» Source passage
§ §
ABOUT
Mira Burack is an artist living in the mountains of New Mexico on the unceded land of Pueblo peoples. She received an MFA from Cranbrook Academy of Art and BA in Studio Art and Psychology from Pepperdine University. Burack was born in Boston, Massachusetts and grew up on the coast of Maine.
Her work has been exhibited nationally and internationally at the National Museum for Women in the Arts in Washington, D.C., CUE Art Foundation in New York City, Bridge Projects in Los Angeles, the School of the Art Institute of Chicago, New Mexico Museum of Art, Cranbrook Art Museum, Media Knox Gallery in Slovenia, Art Gallery of Windsor in Canada, Kunstverin Wolfsburg in Germany, among others. She received a Community + Public Arts Detroit grant for the Edible Hut, a community space with a living edible roof. She has been nominated for a Joan Mitchell Foundation Painters & Sculptors grant and the Anonymous Was a Woman Award. In 2021, she received SITE Santa Fe's SPREAD 7.0 micro-grant and Hazon's Shmita Prize for her Sleeping Huts project.
Burack spends her time learning from the high desert land, making, and enjoying her family.

Plants, textiles, animals, family. The bed, the landscape, the table, the home.
I explore relationships that exist between humans, their possessions, and their environments. I am engaged by the materials and living beings in my daily life, and the interior and exterior spaces around me where meaningful experiences take place. How do the elements of daily life teach intimacy, engage the senses, provide comfort, heal, invite rest, and elicit pleasure?
§ §
» Dataset excerpt
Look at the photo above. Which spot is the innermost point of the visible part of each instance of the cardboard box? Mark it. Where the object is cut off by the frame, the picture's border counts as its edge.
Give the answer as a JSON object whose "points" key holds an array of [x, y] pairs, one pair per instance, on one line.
§ §
» What this exercise asks
1. According to the artist's biography, where did Mira Burack earn her MFA?
2. Please swap "Sleeping Huts" for "Dream Huts" as you rewrite the artist's biography, starting with "Her work has" and going on through "Sleeping Huts project.".

» Responses for each task
1. Cranbrook Academy of Art

2.
Her work has been exhibited nationally and internationally at the National Museum for Women in the Arts in Washington, D.C., CUE Art Foundation in New York City, Bridge Projects in Los Angeles, the School of the Art Institute of Chicago, New Mexico Museum of Art, Cranbrook Art Museum, Media Knox Gallery in Slovenia, Art Gallery of Windsor in Canada, Kunstverin Wolfsburg in Germany, among others. She received a Community + Public Arts Detroit grant for the Edible Hut, a community space with a living edible roof. She has been nominated for a Joan Mitchell Foundation Painters & Sculptors grant and the Anonymous Was a Woman Award. In 2021, she received SITE Santa Fe's SPREAD 7.0 micro-grant and Hazon's Shmita Prize for her Dream Huts project.